EXERCISE INSTRUCTIONS:
Please transcribe the lecture notes below from "Train Control" up to and including "kernel execution short!".
───── SOURCE EXTRACT
CS 452/652 Fall 2022 - Lecture 16

Train Modelling (cont'd)

Stop Distance

• special case of deceleration
• manual experiment
  • send stop command when sensor is triggered
  • manually measure stop distance

Stop Time

• compute using acceleration model
• experiment with two sensors close to each other?
• experiment by trying to stop right after sensor
  • use search algorithm to find right time: could be automated
  • stop time + velocity → compute stop distance?
  • search algorithm (e.g., binary search) might be brittle and need many experiments

Start

• special case of acceleration
• measure based on known estimate for stop time/distance
• stop at known location, then start
• measure time to sensor
• can compute acceleration
  • similar caveat as acceleration measurement: did train reach target velocity?

Short Moves

• stop before reaching target velocity
• manual experiments with different (short) times between start and stop

Earlier Documents

Stopping (2016)
The Kinematics of Train Calibration (2017)
The Kinematics of Train Calibration (2015)
Reverse Engineering Acceleration/Deceleration(2011)

Latency Analysis

• think of program as graph
  • computation & termination vs. control/service loop
• control/service loop: throughput vs. latency
  • timing of edges: busy vs. block
  • throughput: compare average busy cost of paths to offered load / arrival rate
  • latency: take into account busy and blocked cost

Average Latency?

• no balancing between lower and higher latencies
  • service loop: outliers change mean - potentially skews utility
    • late response is useless, regardless of how late
  • control loop: mean masks outliers - potentially hides catastrophic problem
    • how often a train enters a critical track section matters more than how much it overshoots
• analysis must work with latency distribution
  • service loop: high order percentile (tail latency)
  • control loop: worst-case latency
• rare exceptions where average latency is relevant

Worst-Case Latency

• worst-case execution time (WCET)
• identify (safety-)critical paths or worst-case execution path (WCEP)
• uncertainty
  • busy: memory pipelining/caching/sharing effects?
    • cache: no miss, one miss, all misses -> reality?
  • block: contributes to latency, but not throughput
  • internal loops - bounds?
• queueing
  • standing queue - contributes to latency, but does not affect throughput
  • queueing theory: latency increases as arrivals approach capacity
    • cannot "save" capacity during low-arrival times for later high-arrival

Automatic Analysis

• static analysis: NP-hard
• experimental measurement: no worst-case guarantee!
• hybrid: measure single feasible paths (SFP) & analyze combination
• automatic analysis: loop counts, recursion depth? needs bounds/annotations

Train Control

• preemptive scheduling: shortcut to loop start
• small tasks: shorter graph edges
• critical path: sensor event → action → effect
• preemption: keep uninterruptible kernel execution short!
• priorities: support resource management via scheduling

Task Priorities

• priorities are a mechanism to organize various components of a computer system
• critical path: sensor → uart → supervisor → engineer → track → uart → command
  • plus requisite notifiers, couriers, etc.
• critical path? everything is important! what can be bumped down?
──────────
───── LISTING
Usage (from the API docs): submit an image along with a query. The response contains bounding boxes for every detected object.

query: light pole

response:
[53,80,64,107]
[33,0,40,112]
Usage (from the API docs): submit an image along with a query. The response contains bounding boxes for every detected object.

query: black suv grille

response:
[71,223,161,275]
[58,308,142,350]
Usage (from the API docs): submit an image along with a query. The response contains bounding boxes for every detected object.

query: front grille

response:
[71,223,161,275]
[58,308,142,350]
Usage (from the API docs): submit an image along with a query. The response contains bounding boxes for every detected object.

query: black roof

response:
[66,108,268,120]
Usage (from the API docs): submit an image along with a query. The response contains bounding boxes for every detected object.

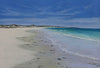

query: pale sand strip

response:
[0,28,70,68]
[0,28,35,68]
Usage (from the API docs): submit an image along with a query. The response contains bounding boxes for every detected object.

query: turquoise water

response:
[46,28,100,61]
[47,28,100,42]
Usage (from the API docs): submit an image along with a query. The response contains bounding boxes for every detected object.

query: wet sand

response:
[0,28,70,68]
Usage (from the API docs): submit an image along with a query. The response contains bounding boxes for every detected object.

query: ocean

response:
[45,28,100,61]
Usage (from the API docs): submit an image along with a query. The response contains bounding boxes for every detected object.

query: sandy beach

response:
[0,28,67,68]
[0,27,100,68]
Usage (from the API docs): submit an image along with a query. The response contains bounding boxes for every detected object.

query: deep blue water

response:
[47,28,100,42]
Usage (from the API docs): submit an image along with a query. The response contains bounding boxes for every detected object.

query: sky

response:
[0,0,100,28]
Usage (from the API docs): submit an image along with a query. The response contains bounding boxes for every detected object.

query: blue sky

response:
[0,0,100,28]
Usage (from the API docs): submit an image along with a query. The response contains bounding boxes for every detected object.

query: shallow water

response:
[44,28,100,61]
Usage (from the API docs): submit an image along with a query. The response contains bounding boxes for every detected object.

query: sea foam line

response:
[52,30,100,42]
[42,31,100,61]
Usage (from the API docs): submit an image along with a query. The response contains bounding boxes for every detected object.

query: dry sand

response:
[0,28,35,68]
[0,28,70,68]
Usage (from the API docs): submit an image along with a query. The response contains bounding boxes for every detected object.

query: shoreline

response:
[0,27,100,68]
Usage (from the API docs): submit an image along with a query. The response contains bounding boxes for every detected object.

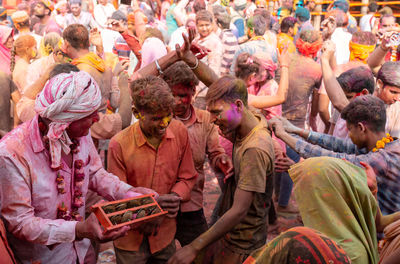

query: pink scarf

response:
[0,26,14,74]
[35,71,101,168]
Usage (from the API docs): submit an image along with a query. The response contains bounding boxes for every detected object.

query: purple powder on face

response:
[226,104,242,124]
──────────
ANSWER TO THIS EXERCISE:
Train Control

• preemptive scheduling: shortcut to loop start
• small tasks: shorter graph edges
• critical path: sensor event → action → effect
• preemption: keep uninterruptible kernel execution short!